• **WHAT THIS TASK INVOLVES**
In the article on the FDA panel's Xarelto vote, what was the panel's vote tally?

• **EXCERPT TO READ**
_____

An FDA advisory panel left no room for interpretation Thursday as to whether it thought the FDA should approve Johnson & Johnson's ($JNJ) Xarelto (rivaroxaban) as a treatment for acute coronary syndrome (ACS), delivering its "no" loud and clear at the end of the daylong hearing.
Panel members voted nearly unanimously to reject the drug, tallying 10-0 against with one abstention. As Reuters reports, the committee said data from a sole clinical trial, the ATLAS program, were not enough to get the drug approved--especially in light of the fact that some of the trial data were missing. That doesn't look good for Xarelto's FDA prospects, and the agency has already turned the drug away twice for ACS.
Paul Burton, VP of clinical development for J&J's Janssen R&D segment, said in a statement that the company would work with the FDA to address questions raised at the meeting. "We appreciate the thoroughness of the committee's review and continue to believe rivaroxaban, in addition to the current standard of care, may help provide patients with ACS additional protection against life-threatening cardiovascular events such as death, heart attack and stroke," he said.
Clot-fighter Xarelto already has 6 indications in the U.S., including one for preventing stroke in patients with atrial fibrillation that put it in a head-to-head battle with Boehringer Ingelheim's Pradaxa. Sales aren't too shabby, either: The drug netted $347 million in U.S. sales in the first half of 2013, bringing in another €374 million outside the country for partner Bayer. That adds up to about $847 million, setting Xarelto up to pass the blockbuster benchmark in just its second full year on the market.

_____

• **DATA EXCERPT**
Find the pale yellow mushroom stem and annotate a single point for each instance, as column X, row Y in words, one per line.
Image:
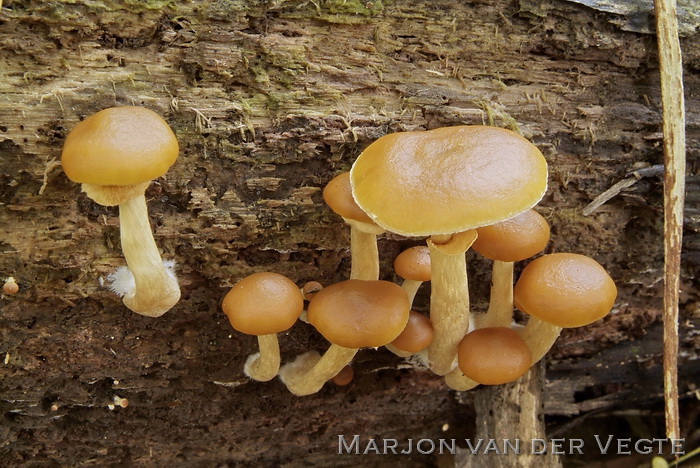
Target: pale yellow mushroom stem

_____

• **SOLUTION TO THE PROBLEM**
10-0 against, with one abstention.